• **WHAT TO PRODUCE**:
Rewrite each of these rows with "captured frame" changed to "live camera view" and everything else left as it is. Omit the pictures from your output.

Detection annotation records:
▼

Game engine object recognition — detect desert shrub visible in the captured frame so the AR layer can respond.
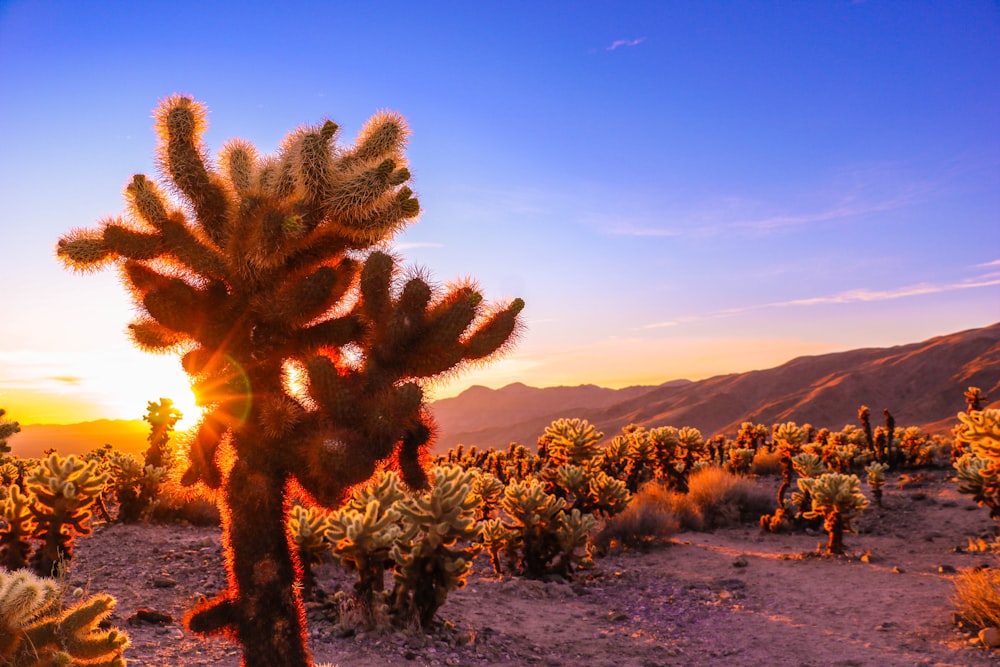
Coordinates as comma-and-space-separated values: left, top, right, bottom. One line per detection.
593, 482, 681, 552
798, 472, 868, 554
952, 568, 1000, 628
675, 466, 774, 530
479, 479, 597, 578
25, 453, 108, 576
750, 449, 781, 477
954, 410, 1000, 519
0, 569, 129, 667
389, 465, 482, 628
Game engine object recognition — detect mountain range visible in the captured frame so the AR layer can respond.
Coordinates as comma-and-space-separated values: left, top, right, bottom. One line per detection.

▲

• **REPLY TO THE EXERCISE**:
Game engine object recognition — detect desert shrub visible in the live camera view so the AR layer can respond.
Coordinates as comma-and-space-separated values: left, top, right, bottom. One line per detection.
593, 482, 681, 552
798, 472, 868, 554
952, 568, 1000, 628
675, 466, 774, 530
479, 479, 597, 578
25, 453, 108, 576
750, 449, 781, 477
954, 410, 1000, 519
0, 569, 129, 667
389, 465, 482, 628
Game engine object recognition — detect mountain range visible in the live camera view so the AR layer can respond.
Coordinates as comma-and-space-separated values: left, top, right, bottom. One line per detection.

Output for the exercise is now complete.